Work to complete: Starting with the line that contains "Question. Identify every instance of the paved" and going on through the end of the items, write every line out again. Leave the item wording unchanged and shift each answer coordinate up by 134.

Material:

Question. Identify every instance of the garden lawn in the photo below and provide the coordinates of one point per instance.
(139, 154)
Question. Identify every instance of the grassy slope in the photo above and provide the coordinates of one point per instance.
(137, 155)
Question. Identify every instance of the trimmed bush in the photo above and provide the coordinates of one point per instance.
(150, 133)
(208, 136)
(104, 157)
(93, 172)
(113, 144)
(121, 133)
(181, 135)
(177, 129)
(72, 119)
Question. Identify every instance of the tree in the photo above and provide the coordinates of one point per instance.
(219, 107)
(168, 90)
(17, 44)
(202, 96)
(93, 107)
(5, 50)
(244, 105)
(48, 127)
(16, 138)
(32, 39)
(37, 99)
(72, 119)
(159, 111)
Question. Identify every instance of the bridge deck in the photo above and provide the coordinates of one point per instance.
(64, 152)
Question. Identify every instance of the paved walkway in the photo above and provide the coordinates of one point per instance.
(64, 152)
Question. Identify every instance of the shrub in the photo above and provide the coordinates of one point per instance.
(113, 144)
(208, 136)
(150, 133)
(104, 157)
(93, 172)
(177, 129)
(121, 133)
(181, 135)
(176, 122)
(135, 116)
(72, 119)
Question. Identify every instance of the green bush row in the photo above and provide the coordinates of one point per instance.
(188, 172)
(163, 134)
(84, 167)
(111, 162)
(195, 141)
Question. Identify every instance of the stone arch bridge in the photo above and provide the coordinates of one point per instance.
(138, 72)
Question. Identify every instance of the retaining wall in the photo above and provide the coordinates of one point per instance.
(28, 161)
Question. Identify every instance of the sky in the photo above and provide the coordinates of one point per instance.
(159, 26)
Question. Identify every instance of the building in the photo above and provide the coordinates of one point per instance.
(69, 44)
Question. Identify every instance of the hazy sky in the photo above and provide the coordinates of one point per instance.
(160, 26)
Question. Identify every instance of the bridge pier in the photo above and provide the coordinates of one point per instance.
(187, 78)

Expected answer:
Question. Identify every instance of the paved walkway in the photo above and provide the coordinates of one point per instance.
(198, 286)
Question. Identify every instance of the shrub in the photo above and provide the coordinates of one point per instance.
(247, 278)
(342, 270)
(284, 267)
(238, 291)
(227, 306)
(311, 263)
(255, 267)
(315, 269)
(310, 256)
(269, 250)
(206, 253)
Question. Identify every instance of the green bush row in the photo above and provide the coordinates of one point per instance.
(322, 306)
(297, 268)
(218, 301)
(245, 296)
(329, 275)
Question. Identify every instance of the stone arch bridge in the photo above and provide the coordinates of one point per instance.
(272, 206)
Question. Identify every instance of the retaining wall in the photo above and provide the coordinates of one point per instance.
(162, 295)
Question. Identify every instance of the sky in the photo above and provide the coordinates of one point per instance.
(293, 160)
Question. Identify every instance of the building in the photo above and provide the coordinates of one point per instance.
(203, 178)
Question. Identify every instance of the hazy sky in the photo above and provide the coordinates of one point per instance.
(294, 160)
Question. Identify every instance of the bridge pier in the photo above and provide the coordinates of one point per instance.
(321, 212)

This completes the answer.